◆ Goal ◆
Reproduce the data below line for line, without alteration, and omit the pictures from your output.

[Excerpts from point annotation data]
-=-=-=-=-

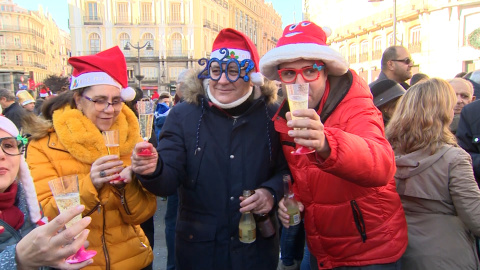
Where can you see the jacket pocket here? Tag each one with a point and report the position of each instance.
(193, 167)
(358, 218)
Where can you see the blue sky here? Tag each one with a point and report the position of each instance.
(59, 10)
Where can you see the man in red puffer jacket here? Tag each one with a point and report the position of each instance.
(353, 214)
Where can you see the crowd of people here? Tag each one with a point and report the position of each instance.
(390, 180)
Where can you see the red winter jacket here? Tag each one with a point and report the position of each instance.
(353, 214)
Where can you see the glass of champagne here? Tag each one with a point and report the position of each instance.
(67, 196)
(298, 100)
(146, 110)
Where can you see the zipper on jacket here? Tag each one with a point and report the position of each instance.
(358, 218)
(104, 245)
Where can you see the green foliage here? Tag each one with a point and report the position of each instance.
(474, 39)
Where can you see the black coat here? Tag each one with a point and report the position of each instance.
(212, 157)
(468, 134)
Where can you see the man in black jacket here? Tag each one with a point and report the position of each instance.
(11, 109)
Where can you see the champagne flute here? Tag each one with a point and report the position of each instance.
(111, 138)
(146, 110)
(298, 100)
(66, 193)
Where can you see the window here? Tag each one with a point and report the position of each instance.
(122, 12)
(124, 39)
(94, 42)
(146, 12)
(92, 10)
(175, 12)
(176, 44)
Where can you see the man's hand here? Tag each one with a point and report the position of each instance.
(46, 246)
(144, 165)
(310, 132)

-=-=-=-=-

◆ Final result ◆
Where can you see the jacket pocket here? Tag each one with a point and report the position of each instance.
(193, 167)
(358, 218)
Where can you see the blue sky here? Tag each one with a point and report the position of each instance.
(59, 10)
Where can you see the man in red puffer jacket here? Tag each one with a point and report the position of each instance.
(353, 214)
Where can you see the crowd of people here? Tag each one with a point and report the position of each instance.
(390, 180)
Where can you see the red winter jacket here? Tag each one with a point and report the position of each instance.
(353, 214)
Where can you see the glass of champagne here? Tag each one with a point and report the position of each instance.
(67, 196)
(298, 100)
(146, 110)
Where can you see the zipper on jacket here? Tag each one with a point and report the position of each instance.
(358, 218)
(104, 245)
Where can you see the green foliage here? Tag each one with a point and report the position of each instance.
(474, 39)
Where can you see the black coat here? Tag each one with a point and report the position of each instance.
(212, 157)
(468, 134)
Where can you see the man in black jacket here? Tag each one with a point and report the position of each instance.
(11, 109)
Where can you see the champagne flute here? Tag each one with a point and report the position of each instance.
(111, 138)
(146, 110)
(298, 100)
(66, 193)
Where can you see the window here? Tag each one with a point and report the position of each instance.
(122, 12)
(124, 39)
(94, 42)
(146, 12)
(92, 10)
(175, 12)
(176, 44)
Where can you see the man's hand here? Tag each one with a point and report the position of each instance.
(46, 246)
(144, 165)
(310, 132)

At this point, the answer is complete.